— FRAGMENTO PROPORCIONADO —

Casi 2.000 años después del nacimiento de Nuestro Señor Jesucristo la humanidad se encuentra situada ante una tarea dificil. Sufre fuertes tensiones y crisis de toda clase en el plano espiritual, político y económico. Pero al mismo tiempo vemos dibujarse nuevas posibilidades de un porvenir más feliz y más lleno de esperanza. Para realizar estas posibilidades hacemos esta llamada a todos los hombres de buena voluntad, entre ellos a los cristianos de Europa.La misión histórica de Europa

El cristianismo es una de las fuerzas que han dado forma a la historia de Europa, a su desarrollo y a su cultura. Del Evangelio, predicado incansablemente por la Iglesia a lo largo de los siglos, han recibido los pueblos de este continente los lazos que les unen a Dios y la concepción que tienen del hombre. El cristianismo es el que «ha formado lo más profundo del alma de estos pueblos» (Pío XII, 15 marzo 1953).

— TRABAJO REQUERIDO —
(1) En el fragmento sobre la misión histórica de Europa, ¿a quién y a qué fecha se atribuye la cita «ha formado lo más profundo del alma de estos pueblos»?
(2) Redacta la continuación del texto sobre la misión histórica de Europa a partir de su última oración.
El listado es material independiente y no guarda relación con el fragmento.

— DATOS REGISTRADOS —
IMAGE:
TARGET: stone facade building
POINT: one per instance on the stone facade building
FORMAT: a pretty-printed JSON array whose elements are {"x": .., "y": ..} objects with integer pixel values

— RESPUESTAS FINALES —
(1) A Pío XII, 15 de marzo de 1953.

(2)
Hoy, Europa está dividida políticamente y desgarrada en el aspecto religioso y en su concepción del universo. Está eclipsada por fuerzas políticas más poderosas. Pero los hombres en Europa se han dado cuenta de que no son únicamente los administradores de su pasado, sino que pueden ser los artífices de su futuro común. Desean, también, juntamente con los hombres de Africa, de América, de Asia y de Australia, de los que han recibido mucho, cooperar al desarrollo del mundo y al futuro espiritual y moral de la humanidad.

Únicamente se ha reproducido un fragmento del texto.